» READING TEXT:
I doubt it will surprise anyone that in Allegiant (directed by Robert Schwentke; Summit, March 2016; PG-13), the third adaptation in the trilogy — no, wait, the first part of the two-part adaptation of the third book in the trilogy — more things explode.

That probably doesn’t count as a spoiler, but it’s almost impossible to say more about this movie without some spoilers for the series as a whole. I’ll try to keep the spoilers for this installment, at least, as vague as possible.

The conclusions, two-part or otherwise, of dystopian or post-apocalyptic stories often find themselves in an odd position. Divergent, like many series-starters in the genre, kept readers turning pages and moviegoers sitting on the edge of their seats by raising questions. What’s the purpose of the city’s factions? What really happened to District 13? What’s beyond the city wall? Insurgent, for all its flaws, had a perfect cliffhanger ending: it was finally time to answer that last question, and probably some related questions along with it. Allegiant’s job, then, is to provide answers and hope they’re as satisfying as the mysteries were tantalizing.

To the books’ credit, the answers are original; they build on issues from our world, but they’re the Divergent universe’s own (occasional logical holes and all). But the book does a better, more thorough job than the movie of explaining how humanity got from point A (our present) to point B (Tris and co.’s future). The movie has more cinematic priorities, like getting to the parts where no one trusts anyone else and everything’s hi-tech and shiny. (And sometimes hi-tech and goofy. Did you know that in the future, you can be decontaminated by goop reminiscent of Nickelodeon slime that will make you make weird screamy-faces? Neither did I.)

» REQUEST A:
Count the lines in the entries that contain the string "table", with case counting. Reply with the number alone.

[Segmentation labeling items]
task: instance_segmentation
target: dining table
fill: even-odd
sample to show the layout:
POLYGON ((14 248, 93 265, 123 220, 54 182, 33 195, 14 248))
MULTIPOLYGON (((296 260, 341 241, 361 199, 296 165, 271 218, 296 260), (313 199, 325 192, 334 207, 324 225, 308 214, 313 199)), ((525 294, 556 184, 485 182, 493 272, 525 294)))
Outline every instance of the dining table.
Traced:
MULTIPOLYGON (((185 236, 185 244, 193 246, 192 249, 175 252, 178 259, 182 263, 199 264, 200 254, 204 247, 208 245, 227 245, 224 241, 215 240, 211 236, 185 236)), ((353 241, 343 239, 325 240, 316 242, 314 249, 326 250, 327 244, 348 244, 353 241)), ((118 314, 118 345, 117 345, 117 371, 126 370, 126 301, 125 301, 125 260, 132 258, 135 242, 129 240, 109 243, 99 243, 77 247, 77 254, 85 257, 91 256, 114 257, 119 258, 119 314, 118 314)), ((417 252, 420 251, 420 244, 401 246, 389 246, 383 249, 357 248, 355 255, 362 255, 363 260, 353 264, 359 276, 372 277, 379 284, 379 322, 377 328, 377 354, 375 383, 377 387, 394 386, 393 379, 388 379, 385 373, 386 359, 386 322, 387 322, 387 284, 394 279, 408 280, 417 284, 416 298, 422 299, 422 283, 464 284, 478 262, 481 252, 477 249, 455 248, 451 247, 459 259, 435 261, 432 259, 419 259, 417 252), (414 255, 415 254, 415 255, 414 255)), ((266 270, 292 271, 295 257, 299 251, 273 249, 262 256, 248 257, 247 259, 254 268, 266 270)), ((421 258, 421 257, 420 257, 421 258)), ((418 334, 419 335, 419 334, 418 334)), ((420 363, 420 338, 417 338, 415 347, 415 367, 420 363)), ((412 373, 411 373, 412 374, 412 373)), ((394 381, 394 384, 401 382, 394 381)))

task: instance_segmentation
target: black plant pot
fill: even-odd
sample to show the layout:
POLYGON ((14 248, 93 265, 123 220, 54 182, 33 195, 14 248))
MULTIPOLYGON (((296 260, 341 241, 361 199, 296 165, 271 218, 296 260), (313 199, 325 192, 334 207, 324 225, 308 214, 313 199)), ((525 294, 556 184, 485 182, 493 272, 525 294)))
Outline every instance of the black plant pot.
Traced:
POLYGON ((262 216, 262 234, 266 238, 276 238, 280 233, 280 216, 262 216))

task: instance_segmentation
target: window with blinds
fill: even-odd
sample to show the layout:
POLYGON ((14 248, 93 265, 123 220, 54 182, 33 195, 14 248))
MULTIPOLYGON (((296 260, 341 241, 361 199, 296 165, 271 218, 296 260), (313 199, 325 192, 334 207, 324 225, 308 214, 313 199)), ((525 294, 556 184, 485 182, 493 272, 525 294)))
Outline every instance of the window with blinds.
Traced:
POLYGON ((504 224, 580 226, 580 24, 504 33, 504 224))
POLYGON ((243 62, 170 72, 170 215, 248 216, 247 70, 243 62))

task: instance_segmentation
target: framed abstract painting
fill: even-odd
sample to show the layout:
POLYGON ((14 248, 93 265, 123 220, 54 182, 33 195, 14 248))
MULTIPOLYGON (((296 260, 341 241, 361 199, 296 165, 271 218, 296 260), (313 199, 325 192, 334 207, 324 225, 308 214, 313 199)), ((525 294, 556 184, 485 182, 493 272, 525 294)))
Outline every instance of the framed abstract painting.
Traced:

* * *

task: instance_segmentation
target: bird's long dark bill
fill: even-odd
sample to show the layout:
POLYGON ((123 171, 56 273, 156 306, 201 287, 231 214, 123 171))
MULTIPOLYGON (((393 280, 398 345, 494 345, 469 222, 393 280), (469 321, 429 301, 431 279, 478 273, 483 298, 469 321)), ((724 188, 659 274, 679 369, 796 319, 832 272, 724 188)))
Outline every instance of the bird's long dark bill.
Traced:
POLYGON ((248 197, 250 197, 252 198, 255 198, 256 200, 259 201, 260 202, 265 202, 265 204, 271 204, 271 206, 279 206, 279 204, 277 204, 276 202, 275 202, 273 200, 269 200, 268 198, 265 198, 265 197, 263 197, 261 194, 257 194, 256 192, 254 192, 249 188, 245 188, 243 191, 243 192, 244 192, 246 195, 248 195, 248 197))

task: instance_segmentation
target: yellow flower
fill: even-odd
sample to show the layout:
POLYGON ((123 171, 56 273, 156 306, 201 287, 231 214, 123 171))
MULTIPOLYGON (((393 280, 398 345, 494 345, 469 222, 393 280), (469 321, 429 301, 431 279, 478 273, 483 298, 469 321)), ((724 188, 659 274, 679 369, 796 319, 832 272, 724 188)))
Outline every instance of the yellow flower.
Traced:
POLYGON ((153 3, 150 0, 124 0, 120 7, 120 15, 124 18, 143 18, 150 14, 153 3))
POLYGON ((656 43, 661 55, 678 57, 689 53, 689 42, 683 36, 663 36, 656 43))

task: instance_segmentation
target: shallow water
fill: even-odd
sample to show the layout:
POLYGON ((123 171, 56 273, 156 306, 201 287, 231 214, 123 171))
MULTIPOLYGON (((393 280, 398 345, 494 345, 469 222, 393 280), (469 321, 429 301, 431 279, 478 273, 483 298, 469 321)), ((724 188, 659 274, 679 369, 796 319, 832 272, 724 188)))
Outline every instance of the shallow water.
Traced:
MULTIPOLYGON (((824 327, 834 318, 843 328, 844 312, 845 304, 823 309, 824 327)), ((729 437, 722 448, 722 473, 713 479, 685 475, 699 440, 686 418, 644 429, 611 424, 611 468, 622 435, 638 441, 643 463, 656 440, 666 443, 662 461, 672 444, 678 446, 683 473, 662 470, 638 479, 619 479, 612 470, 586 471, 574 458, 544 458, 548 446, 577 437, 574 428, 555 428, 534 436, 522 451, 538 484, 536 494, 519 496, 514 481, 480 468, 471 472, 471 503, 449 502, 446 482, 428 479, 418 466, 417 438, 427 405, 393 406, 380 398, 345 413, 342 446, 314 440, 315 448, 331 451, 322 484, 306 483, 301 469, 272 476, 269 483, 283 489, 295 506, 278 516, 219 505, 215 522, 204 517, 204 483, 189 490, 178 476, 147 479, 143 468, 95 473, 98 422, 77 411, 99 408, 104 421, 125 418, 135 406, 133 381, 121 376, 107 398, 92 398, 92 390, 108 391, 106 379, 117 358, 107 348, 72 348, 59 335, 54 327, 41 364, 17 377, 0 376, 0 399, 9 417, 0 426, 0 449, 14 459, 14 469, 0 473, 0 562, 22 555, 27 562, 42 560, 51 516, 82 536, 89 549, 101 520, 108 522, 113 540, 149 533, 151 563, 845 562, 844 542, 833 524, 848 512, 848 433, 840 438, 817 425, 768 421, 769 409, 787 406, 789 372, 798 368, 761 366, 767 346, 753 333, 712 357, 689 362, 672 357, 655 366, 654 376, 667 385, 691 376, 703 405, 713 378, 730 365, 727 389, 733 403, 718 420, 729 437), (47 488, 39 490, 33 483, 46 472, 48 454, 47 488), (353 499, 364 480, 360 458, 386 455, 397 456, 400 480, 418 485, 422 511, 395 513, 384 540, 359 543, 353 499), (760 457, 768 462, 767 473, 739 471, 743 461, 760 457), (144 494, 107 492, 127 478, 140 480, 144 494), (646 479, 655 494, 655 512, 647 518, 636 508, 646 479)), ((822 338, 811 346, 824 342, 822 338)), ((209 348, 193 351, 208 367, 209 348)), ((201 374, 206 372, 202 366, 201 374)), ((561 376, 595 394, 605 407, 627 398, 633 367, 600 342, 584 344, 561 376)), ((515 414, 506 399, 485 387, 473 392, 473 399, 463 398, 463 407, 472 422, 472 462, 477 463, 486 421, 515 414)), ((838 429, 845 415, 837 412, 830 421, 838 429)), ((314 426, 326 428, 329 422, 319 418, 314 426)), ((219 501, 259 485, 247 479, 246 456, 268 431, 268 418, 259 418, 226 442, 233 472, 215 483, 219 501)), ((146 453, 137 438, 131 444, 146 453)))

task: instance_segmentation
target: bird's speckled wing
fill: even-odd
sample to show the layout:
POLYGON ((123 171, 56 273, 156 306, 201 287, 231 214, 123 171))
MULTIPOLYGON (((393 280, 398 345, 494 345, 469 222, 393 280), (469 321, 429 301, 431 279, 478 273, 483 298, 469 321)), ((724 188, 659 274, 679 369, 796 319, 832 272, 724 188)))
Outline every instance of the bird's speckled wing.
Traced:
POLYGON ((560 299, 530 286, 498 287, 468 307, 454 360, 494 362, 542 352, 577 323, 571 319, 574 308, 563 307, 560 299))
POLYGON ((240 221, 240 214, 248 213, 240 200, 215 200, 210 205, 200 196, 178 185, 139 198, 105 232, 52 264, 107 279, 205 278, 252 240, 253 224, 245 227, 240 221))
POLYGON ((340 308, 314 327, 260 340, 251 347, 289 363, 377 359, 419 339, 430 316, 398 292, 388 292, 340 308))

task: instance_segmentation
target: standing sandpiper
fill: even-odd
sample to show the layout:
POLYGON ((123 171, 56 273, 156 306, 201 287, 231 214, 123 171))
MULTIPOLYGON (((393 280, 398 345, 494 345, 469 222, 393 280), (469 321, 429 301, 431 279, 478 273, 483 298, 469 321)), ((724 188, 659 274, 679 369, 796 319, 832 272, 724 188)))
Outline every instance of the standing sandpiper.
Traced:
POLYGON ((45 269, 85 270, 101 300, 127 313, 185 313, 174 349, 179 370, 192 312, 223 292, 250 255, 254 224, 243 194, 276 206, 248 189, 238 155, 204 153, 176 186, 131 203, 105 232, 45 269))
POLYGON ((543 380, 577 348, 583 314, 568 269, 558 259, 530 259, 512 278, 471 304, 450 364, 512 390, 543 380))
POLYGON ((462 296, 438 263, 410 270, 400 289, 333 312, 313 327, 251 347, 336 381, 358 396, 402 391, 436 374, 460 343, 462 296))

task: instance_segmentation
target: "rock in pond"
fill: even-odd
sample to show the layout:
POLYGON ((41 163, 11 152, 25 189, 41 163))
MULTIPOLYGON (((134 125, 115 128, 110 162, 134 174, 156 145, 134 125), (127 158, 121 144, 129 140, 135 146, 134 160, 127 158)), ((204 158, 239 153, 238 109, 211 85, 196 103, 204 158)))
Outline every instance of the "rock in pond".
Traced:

» REQUEST B:
Name every title from the series that the movie review mentions.

» PROBLEM SOLUTION A:
2

» PROBLEM SOLUTION B:
Allegiant, Divergent, Insurgent